━━━━━ EXERCISE PASSAGE
Is Chavismo, the brand of export-ready, nose-thumbing leftism practiced by Venezuelan President Hugo Chavez, much possible with him no longer in power?


Unlikely, says the market, which has bid up Venezuelan debt, sending benchmark yields to a five-year low, on speculation that the ex-paratrooper will be unable to complete his third term after acknowledging the return of his cancer. The country’s bonds are up 45 percent this year, the second-best showing in all emerging markets, next to tiny Côte d’Ivoire. The Caracas stock exchange—oxymoronic, if you think about it—is up nearly 300 percent year-to-date.






Since taking office in 1998, Chavez, 58, has expropriated more than 1,000 companies and pushed through price controls to turn South America’s biggest oil producer into an example of socialism.


On Monday, Chavez shuttled back to Cuba for further surgery after exhorting his countrymen to vote for Vice President Nicolas Maduro if he is unable to stay in office. Just two months after winning re-election for a third six-year term,“El Comandante” was out of the public eye for three weeks leading up to Dec. 7.
━━━━━━━━━━
━━━━━ DATA EXTRACTS
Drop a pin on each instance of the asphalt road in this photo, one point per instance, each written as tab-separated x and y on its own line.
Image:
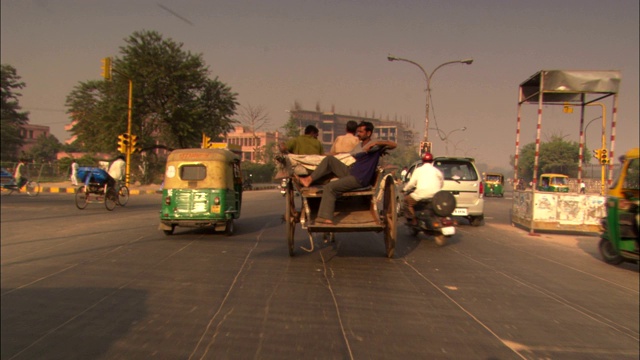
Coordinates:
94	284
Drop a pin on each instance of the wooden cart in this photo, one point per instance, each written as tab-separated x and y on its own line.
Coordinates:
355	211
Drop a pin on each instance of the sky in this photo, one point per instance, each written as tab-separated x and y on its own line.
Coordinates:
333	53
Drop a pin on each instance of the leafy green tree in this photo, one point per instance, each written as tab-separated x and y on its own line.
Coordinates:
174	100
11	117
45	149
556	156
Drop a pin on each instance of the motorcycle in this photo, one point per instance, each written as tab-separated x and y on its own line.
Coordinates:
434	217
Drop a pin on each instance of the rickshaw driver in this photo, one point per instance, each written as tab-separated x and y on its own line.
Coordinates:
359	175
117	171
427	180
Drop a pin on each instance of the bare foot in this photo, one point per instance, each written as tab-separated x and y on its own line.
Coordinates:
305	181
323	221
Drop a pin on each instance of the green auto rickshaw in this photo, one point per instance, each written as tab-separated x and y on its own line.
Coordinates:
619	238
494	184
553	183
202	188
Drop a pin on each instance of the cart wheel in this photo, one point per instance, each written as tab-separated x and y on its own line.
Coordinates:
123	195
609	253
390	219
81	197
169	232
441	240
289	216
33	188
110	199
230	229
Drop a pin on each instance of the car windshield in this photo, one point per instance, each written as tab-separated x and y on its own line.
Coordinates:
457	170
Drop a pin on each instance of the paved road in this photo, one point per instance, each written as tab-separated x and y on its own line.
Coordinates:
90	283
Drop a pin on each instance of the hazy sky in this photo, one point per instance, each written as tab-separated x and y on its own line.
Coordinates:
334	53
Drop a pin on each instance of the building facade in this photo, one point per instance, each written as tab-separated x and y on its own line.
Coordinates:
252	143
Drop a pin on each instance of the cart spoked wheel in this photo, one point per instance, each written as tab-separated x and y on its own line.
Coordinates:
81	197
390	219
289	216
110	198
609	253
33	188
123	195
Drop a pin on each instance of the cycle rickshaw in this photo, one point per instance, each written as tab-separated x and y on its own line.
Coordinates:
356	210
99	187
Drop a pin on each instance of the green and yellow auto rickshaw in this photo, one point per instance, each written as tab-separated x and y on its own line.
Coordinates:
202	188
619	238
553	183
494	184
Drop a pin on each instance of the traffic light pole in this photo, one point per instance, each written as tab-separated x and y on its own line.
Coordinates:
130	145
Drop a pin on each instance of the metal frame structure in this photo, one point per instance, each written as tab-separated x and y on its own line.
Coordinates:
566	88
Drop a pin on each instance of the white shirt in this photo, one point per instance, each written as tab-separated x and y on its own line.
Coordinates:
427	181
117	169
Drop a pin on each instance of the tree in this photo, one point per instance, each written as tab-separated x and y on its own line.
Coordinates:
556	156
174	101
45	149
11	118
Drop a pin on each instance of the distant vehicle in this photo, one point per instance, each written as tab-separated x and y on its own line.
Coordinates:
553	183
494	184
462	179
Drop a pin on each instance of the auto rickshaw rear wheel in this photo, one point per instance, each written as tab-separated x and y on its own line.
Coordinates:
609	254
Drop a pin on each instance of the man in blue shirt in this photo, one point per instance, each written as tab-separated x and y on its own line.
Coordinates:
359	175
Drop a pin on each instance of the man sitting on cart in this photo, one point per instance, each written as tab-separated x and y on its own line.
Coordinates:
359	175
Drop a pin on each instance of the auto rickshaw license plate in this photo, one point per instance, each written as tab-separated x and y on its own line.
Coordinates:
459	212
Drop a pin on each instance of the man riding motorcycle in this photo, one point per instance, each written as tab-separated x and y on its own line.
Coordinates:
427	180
━━━━━━━━━━
━━━━━ DATA EXTRACTS
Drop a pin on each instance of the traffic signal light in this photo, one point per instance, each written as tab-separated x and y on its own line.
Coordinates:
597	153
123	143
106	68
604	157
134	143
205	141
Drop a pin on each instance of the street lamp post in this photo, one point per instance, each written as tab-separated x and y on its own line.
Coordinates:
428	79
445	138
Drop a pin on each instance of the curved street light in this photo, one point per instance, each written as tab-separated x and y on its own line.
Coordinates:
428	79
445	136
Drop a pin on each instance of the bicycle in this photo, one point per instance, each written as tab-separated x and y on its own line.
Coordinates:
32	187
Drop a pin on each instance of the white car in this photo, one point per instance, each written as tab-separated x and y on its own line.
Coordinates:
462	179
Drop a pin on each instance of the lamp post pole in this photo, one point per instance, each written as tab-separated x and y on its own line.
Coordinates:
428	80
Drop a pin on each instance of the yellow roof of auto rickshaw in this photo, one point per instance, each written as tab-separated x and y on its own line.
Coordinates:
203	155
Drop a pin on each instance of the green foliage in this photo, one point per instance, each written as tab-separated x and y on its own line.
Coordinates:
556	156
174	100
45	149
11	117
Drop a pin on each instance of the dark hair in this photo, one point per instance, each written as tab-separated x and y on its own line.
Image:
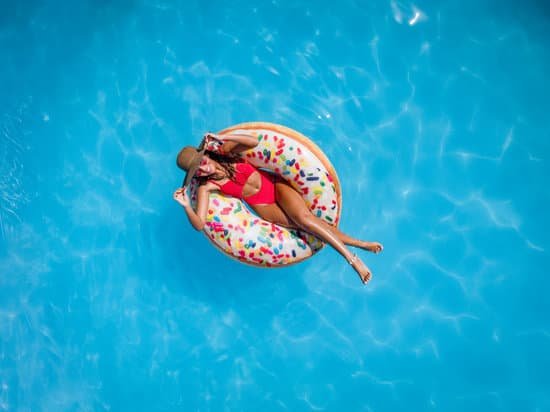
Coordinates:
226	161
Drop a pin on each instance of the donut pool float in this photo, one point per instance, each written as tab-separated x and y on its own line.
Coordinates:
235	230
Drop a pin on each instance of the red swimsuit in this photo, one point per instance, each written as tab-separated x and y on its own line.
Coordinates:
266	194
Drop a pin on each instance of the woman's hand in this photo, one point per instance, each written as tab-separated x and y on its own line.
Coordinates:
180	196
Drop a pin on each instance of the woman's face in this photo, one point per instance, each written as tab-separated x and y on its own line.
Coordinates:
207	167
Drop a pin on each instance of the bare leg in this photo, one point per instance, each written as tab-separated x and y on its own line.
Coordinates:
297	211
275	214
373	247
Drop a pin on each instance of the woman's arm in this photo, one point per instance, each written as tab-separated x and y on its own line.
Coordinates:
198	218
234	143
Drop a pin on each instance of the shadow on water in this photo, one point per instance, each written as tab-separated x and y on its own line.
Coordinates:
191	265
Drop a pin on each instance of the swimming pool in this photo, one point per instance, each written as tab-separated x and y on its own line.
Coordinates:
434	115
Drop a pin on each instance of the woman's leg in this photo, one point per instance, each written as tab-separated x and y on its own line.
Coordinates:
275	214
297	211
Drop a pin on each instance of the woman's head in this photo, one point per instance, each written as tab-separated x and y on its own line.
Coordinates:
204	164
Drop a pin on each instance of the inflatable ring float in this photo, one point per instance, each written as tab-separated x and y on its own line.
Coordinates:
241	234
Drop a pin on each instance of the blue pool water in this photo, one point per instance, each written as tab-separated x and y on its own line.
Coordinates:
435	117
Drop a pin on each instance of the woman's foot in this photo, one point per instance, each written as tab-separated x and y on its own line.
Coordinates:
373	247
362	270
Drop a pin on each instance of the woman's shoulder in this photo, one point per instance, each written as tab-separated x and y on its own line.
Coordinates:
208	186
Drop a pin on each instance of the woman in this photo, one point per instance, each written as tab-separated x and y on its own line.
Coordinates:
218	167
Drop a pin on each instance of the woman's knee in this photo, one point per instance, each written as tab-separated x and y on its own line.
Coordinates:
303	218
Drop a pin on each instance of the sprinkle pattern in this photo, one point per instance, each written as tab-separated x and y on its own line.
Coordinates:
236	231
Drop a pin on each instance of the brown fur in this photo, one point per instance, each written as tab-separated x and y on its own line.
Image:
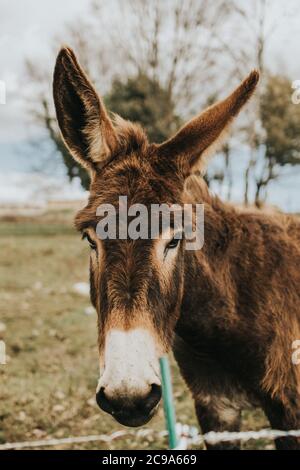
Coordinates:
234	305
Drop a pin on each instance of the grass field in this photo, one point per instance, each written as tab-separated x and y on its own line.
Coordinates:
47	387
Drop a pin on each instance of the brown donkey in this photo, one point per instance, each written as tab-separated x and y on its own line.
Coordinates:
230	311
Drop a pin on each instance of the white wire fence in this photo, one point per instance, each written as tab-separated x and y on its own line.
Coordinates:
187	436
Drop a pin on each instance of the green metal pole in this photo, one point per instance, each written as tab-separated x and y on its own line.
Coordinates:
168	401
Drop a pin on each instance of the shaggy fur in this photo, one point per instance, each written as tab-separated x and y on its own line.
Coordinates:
━━━━━━━━━━
** REQUIRED WORK **
1) Condense the paragraph of the passage on Chavismo that begins "Unlikely, says the market" into a short bulleted list that keeps its main facts.
2) Echo the passage on Chavismo word for word, everything from "Unlikely, says the" down to "300 percent year-to-date.".
The dataset entries have no connection to the passage on Chavismo.

** RESPONSES **
1)
- The market doubts Chavismo can survive without Chavez and has bid up Venezuelan debt, pushing benchmark yields to a five-year low.
- This rests on speculation that Chavez will not finish his third term now that he has acknowledged his cancer has returned.
- Venezuelan bonds are up 45 percent this year, the second-best showing among emerging markets after Côte d'Ivoire.
- The Caracas stock exchange is up nearly 300 percent year-to-date.

2)
Unlikely, says the market, which has bid up Venezuelan debt, sending benchmark yields to a five-year low, on speculation that the ex-paratrooper will be unable to complete his third term after acknowledging the return of his cancer. The country’s bonds are up 45 percent this year, the second-best showing in all emerging markets, next to tiny Côte d’Ivoire. The Caracas stock exchange—oxymoronic, if you think about it—is up nearly 300 percent year-to-date.